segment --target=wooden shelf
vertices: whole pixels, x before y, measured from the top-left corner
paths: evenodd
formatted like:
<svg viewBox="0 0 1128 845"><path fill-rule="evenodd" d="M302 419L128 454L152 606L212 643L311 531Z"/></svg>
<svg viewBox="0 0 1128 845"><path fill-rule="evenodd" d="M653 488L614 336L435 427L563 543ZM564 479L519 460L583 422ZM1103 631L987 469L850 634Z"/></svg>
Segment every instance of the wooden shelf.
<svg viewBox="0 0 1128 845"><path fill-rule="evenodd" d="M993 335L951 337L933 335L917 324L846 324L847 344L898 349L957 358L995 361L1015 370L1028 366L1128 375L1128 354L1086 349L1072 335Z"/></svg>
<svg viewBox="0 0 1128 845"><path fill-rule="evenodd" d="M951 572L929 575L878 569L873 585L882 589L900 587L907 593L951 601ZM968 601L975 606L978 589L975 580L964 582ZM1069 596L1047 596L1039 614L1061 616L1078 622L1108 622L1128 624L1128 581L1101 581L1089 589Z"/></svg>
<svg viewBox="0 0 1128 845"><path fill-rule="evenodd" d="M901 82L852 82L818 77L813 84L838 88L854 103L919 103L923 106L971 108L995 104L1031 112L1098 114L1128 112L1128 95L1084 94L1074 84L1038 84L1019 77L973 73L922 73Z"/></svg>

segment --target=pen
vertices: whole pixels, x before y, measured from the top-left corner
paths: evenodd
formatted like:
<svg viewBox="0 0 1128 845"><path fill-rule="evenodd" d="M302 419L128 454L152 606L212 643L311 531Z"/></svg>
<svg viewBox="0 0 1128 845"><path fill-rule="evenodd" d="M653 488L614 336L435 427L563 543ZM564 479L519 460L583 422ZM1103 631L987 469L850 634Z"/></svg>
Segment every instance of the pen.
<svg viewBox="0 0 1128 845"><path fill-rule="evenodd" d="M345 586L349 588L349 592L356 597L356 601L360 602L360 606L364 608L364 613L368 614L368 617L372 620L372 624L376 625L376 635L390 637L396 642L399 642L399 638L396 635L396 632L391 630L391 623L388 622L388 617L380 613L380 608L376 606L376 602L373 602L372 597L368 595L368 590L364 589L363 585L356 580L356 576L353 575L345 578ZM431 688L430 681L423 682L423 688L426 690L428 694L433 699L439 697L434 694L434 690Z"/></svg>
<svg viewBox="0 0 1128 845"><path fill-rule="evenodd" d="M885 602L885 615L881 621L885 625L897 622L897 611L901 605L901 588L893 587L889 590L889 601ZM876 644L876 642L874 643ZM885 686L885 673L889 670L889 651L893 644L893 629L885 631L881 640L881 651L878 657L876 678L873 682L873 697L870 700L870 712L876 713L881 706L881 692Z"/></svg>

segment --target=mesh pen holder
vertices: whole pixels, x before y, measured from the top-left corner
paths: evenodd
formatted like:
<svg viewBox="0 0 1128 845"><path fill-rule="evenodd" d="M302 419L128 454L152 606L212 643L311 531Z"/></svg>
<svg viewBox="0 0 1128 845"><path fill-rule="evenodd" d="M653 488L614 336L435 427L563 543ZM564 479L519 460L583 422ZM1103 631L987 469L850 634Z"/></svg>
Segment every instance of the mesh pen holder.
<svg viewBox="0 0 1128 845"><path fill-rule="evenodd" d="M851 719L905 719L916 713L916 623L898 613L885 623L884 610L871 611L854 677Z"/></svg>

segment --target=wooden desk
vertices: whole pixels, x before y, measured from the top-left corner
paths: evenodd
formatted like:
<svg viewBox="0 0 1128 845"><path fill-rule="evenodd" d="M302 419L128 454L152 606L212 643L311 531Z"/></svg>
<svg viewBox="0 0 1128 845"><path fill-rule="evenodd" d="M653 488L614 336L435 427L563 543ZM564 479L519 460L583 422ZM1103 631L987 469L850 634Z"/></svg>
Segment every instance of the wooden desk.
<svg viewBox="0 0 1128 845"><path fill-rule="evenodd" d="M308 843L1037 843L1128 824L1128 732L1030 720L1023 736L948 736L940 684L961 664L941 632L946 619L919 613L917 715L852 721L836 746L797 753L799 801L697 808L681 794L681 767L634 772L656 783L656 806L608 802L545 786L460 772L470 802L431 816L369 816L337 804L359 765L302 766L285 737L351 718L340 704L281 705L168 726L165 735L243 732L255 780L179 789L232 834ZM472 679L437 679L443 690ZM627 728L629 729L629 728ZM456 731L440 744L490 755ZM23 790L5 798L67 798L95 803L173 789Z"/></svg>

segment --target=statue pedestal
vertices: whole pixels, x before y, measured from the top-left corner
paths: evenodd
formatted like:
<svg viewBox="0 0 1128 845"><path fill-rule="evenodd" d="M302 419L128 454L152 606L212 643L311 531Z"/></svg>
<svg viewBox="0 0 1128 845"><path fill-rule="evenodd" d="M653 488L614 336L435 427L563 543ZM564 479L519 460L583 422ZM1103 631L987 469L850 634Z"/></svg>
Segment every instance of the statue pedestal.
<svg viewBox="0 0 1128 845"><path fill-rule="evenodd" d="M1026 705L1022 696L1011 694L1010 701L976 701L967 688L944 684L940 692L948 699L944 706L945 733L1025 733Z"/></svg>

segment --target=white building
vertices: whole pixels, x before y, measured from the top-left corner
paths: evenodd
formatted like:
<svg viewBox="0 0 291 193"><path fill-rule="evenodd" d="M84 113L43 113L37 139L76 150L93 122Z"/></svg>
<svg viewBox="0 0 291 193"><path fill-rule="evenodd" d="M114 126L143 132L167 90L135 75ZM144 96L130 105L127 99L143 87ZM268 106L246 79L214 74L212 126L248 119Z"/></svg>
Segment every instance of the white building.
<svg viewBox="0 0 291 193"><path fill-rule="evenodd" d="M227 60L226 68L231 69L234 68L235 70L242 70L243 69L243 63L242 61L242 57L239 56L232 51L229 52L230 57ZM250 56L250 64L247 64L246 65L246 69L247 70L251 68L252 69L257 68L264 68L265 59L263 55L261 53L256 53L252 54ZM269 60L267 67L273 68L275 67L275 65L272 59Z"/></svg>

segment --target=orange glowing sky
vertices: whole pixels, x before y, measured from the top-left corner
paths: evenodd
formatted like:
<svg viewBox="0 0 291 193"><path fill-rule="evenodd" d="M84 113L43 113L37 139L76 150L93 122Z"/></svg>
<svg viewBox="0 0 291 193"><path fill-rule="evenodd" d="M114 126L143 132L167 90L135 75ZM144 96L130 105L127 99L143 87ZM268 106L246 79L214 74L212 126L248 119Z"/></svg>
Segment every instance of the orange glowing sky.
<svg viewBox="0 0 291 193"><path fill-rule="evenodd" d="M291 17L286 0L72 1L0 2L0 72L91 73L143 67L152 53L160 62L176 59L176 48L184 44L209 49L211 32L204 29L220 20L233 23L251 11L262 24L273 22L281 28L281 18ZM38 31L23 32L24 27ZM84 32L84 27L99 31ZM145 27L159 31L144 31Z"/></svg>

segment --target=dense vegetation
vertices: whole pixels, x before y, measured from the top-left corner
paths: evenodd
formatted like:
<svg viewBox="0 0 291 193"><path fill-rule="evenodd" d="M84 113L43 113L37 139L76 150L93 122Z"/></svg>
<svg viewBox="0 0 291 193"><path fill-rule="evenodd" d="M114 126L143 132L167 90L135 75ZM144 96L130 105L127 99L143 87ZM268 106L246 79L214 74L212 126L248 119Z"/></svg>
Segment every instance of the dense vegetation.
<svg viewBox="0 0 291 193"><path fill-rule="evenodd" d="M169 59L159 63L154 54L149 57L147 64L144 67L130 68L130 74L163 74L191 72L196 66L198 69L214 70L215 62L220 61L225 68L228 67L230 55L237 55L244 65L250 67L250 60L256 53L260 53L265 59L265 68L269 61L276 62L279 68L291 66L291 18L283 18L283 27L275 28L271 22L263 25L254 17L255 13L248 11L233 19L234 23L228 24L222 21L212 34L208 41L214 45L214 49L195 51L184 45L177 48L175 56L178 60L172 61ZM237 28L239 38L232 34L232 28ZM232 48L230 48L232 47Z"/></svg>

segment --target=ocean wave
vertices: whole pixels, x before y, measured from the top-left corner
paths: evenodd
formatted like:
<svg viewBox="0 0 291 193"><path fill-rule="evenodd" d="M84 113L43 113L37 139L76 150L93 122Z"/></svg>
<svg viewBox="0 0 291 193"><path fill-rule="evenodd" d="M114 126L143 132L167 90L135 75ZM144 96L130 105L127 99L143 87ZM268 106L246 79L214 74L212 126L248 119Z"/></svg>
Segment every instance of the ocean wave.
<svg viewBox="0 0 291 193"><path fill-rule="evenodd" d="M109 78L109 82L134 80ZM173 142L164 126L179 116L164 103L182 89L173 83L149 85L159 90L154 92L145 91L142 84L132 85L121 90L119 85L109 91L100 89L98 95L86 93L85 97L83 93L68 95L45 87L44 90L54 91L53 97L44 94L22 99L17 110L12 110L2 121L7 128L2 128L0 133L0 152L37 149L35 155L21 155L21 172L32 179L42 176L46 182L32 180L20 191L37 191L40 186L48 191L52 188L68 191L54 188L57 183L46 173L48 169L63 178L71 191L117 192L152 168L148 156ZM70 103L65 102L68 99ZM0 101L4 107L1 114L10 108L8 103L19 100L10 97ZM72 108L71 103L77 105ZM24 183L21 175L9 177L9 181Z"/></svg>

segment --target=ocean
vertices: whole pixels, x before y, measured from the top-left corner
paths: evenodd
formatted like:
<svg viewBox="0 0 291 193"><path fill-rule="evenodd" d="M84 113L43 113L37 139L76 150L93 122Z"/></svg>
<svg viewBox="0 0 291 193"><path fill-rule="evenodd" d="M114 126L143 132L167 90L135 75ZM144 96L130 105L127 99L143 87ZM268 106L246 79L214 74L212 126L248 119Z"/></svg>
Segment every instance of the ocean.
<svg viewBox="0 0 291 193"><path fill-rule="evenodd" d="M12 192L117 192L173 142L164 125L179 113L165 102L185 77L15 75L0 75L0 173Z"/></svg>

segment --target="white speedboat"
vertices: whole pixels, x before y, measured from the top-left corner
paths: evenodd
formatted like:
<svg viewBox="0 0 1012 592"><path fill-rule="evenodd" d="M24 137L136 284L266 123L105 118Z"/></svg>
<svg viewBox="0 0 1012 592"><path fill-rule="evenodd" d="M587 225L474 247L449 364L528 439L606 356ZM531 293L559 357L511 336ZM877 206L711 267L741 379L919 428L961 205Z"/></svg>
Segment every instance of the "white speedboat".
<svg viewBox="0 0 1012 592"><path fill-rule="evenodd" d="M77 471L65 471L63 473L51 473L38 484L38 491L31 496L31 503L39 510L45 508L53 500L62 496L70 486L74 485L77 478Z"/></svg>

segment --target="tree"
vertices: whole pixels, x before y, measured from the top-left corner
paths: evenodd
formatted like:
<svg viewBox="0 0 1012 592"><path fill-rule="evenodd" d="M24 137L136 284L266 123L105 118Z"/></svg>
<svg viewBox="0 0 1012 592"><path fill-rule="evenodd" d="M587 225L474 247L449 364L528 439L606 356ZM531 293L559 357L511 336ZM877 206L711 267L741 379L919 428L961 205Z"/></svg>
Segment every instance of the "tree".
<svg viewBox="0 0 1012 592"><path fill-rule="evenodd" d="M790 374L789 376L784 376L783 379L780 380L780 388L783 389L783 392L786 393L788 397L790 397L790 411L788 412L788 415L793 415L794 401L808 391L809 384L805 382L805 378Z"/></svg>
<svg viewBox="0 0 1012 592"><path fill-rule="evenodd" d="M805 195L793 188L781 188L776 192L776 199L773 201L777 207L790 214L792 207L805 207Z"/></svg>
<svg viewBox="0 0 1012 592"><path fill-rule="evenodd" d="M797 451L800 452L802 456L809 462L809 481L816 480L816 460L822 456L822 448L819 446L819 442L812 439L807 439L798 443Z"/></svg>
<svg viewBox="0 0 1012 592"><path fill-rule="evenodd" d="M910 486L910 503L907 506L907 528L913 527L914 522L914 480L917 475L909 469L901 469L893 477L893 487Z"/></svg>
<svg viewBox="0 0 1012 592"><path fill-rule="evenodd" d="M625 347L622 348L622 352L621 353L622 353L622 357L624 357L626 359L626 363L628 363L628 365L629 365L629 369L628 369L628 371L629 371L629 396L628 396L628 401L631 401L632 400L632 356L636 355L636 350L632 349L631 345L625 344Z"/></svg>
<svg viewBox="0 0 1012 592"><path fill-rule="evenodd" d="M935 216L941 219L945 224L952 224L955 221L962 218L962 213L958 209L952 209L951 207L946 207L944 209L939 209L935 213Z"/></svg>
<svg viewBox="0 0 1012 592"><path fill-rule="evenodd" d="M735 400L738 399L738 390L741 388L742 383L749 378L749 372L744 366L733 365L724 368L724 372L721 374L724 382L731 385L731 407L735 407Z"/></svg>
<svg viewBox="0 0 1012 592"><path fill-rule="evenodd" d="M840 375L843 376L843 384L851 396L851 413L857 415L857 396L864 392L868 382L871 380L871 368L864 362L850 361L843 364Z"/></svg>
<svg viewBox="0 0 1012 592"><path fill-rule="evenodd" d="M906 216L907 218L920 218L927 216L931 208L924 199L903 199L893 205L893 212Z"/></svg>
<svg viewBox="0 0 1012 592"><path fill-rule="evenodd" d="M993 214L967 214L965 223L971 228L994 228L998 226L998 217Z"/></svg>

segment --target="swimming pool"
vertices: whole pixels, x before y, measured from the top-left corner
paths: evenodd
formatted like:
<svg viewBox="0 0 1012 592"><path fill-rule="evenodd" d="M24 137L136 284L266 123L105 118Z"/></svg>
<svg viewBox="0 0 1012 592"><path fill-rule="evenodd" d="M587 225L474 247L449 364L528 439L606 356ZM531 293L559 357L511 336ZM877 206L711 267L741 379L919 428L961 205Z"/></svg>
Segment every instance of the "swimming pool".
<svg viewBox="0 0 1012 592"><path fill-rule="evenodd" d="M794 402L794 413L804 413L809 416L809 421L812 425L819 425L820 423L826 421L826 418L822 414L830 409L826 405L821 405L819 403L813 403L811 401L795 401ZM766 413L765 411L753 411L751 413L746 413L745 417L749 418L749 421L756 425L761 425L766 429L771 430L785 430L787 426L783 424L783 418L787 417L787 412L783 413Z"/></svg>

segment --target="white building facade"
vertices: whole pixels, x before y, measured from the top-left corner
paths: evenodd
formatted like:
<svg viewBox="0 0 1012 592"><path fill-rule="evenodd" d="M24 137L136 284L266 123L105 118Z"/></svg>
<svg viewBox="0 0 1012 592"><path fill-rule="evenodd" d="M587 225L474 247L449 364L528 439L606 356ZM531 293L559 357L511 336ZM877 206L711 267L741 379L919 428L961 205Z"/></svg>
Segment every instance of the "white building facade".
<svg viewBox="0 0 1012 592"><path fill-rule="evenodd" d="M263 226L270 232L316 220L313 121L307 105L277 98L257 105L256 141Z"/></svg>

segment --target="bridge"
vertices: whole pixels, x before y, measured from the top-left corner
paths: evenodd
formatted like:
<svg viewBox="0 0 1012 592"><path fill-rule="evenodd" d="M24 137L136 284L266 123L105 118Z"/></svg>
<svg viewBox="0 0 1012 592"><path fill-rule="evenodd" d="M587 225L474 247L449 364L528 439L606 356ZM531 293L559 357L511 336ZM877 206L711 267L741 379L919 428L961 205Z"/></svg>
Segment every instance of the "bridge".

--

- **Problem details**
Swap "orange glowing sky" for "golden sunset sky" in the stretch of the listing from the line containing "segment --target=orange glowing sky" through the line containing "17L286 0L72 1L0", and return only those lines with everything else unchanged.

- **Expected answer**
segment --target=golden sunset sky
vertices: whole pixels, x before y, measured from the top-left corner
paths: evenodd
formatted like:
<svg viewBox="0 0 291 193"><path fill-rule="evenodd" d="M84 113L43 113L37 139L76 150L93 122Z"/></svg>
<svg viewBox="0 0 291 193"><path fill-rule="evenodd" d="M114 126L143 132L167 90L135 75ZM144 96L130 105L127 99L143 87ZM268 106L246 79L214 74L212 126L248 119Z"/></svg>
Segment every instance of the golden sunset sky.
<svg viewBox="0 0 291 193"><path fill-rule="evenodd" d="M291 17L286 0L72 1L0 2L0 72L91 73L143 67L152 53L160 62L176 59L176 48L184 44L209 49L211 32L204 29L220 20L233 23L251 11L262 24L273 22L281 28L281 18ZM38 31L23 32L24 27ZM84 32L84 27L99 31ZM145 27L159 31L144 31Z"/></svg>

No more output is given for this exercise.